EXERCISE DETAILS -
Working from the entries below, count every line that includes the word "road". Return the figure alone.

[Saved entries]

◇ ◇ ◇

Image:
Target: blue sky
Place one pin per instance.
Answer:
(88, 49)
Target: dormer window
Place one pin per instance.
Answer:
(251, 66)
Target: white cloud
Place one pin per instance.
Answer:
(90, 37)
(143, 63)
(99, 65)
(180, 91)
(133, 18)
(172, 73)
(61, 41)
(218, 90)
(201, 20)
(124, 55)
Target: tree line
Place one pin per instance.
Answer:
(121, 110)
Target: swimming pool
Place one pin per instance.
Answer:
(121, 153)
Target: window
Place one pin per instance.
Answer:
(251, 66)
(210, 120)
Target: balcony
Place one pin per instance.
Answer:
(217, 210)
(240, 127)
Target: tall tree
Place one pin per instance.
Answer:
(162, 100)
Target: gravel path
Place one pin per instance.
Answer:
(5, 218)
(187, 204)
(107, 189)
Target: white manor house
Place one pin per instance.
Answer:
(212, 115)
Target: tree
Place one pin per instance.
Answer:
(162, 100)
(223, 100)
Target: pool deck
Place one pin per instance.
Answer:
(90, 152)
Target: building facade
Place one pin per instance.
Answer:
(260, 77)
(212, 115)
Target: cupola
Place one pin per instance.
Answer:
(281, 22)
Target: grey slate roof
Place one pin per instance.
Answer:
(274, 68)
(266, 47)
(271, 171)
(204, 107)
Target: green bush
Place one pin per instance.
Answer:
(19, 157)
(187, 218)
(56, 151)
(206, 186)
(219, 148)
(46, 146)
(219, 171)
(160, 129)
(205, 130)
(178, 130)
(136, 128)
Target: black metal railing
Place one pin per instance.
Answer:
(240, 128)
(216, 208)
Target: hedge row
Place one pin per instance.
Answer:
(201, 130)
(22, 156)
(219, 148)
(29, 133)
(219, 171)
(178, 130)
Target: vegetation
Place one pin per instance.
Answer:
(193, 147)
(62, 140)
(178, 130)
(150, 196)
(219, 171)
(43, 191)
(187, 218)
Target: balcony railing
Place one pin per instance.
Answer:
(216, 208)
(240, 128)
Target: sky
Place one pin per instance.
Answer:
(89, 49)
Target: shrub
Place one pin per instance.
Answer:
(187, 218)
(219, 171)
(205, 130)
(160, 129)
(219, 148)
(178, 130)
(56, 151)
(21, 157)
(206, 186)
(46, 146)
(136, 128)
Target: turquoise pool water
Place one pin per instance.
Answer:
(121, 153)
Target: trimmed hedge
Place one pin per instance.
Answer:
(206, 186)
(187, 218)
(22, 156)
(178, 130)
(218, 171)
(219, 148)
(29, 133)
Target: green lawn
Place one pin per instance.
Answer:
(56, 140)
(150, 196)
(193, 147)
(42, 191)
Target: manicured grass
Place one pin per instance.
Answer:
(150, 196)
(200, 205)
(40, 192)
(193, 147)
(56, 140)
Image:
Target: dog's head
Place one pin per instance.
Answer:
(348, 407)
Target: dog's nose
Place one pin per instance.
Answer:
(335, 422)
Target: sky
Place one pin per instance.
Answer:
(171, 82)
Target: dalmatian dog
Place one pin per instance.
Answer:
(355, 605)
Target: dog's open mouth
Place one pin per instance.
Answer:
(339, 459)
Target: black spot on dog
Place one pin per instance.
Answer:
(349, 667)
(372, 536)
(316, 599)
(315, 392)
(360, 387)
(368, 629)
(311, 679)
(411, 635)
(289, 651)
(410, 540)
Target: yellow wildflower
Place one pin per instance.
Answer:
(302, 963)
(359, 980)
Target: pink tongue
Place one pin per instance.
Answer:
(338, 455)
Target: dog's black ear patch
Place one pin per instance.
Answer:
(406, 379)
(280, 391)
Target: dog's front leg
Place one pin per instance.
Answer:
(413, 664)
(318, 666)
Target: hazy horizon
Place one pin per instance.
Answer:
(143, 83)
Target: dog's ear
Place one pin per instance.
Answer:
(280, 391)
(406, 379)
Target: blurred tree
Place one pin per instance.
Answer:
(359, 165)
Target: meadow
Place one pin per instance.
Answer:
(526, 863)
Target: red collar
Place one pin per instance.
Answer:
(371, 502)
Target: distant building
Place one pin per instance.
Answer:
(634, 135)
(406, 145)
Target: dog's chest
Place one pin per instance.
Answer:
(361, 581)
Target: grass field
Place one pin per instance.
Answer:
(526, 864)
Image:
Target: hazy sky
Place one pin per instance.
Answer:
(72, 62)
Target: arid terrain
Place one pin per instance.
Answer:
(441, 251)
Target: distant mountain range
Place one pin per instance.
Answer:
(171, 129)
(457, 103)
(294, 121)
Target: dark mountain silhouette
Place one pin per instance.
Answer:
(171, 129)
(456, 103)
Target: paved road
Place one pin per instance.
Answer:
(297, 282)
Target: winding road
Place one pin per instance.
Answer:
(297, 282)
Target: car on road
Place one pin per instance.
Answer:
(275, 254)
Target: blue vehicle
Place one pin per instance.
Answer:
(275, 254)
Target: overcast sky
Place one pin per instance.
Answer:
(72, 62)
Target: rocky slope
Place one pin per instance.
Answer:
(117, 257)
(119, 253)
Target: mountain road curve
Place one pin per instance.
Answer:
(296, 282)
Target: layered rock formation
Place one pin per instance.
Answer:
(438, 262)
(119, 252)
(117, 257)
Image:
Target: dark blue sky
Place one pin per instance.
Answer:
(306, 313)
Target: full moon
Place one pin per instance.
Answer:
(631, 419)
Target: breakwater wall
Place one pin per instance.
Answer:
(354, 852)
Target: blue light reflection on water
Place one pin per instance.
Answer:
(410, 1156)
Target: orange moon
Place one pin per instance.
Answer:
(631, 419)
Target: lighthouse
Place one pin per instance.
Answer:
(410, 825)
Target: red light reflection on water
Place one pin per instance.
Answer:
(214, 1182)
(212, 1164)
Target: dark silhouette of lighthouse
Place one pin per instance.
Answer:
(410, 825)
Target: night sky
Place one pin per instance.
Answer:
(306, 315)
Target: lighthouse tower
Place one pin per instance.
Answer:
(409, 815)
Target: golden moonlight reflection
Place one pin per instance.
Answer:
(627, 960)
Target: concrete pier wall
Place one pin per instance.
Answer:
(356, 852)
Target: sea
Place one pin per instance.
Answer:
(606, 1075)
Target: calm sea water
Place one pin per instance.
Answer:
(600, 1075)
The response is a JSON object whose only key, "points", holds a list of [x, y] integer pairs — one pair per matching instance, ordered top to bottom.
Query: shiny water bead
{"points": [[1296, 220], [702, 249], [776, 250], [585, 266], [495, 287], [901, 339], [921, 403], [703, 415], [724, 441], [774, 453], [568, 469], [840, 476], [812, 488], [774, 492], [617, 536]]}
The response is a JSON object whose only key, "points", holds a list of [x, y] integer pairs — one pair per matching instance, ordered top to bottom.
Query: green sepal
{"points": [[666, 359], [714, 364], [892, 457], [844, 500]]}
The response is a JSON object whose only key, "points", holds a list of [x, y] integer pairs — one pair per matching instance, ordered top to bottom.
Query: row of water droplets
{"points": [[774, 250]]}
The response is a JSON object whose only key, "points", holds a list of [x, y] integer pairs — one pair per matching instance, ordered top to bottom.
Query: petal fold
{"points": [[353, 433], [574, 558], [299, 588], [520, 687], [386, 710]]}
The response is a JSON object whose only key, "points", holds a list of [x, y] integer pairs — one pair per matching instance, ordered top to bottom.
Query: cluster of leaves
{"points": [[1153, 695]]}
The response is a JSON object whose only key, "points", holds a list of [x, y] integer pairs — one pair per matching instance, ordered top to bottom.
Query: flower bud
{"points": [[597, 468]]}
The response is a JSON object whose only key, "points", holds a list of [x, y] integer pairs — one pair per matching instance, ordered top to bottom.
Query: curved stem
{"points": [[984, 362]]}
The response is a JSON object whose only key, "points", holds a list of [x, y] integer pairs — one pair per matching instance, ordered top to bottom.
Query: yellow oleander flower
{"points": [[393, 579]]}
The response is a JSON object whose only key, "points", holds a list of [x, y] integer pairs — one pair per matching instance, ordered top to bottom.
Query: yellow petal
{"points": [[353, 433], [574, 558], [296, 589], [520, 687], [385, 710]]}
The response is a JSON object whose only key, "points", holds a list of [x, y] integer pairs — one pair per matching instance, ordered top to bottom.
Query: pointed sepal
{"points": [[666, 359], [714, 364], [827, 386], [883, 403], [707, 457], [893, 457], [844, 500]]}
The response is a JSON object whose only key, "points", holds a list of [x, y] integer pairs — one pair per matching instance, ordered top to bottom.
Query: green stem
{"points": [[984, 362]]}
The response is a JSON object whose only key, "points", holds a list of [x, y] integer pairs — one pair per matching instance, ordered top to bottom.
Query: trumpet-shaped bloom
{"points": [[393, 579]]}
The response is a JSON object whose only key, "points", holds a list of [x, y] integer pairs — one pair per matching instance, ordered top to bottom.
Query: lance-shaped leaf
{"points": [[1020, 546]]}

◇ ◇ ◇

SOLVED EXERCISE -
4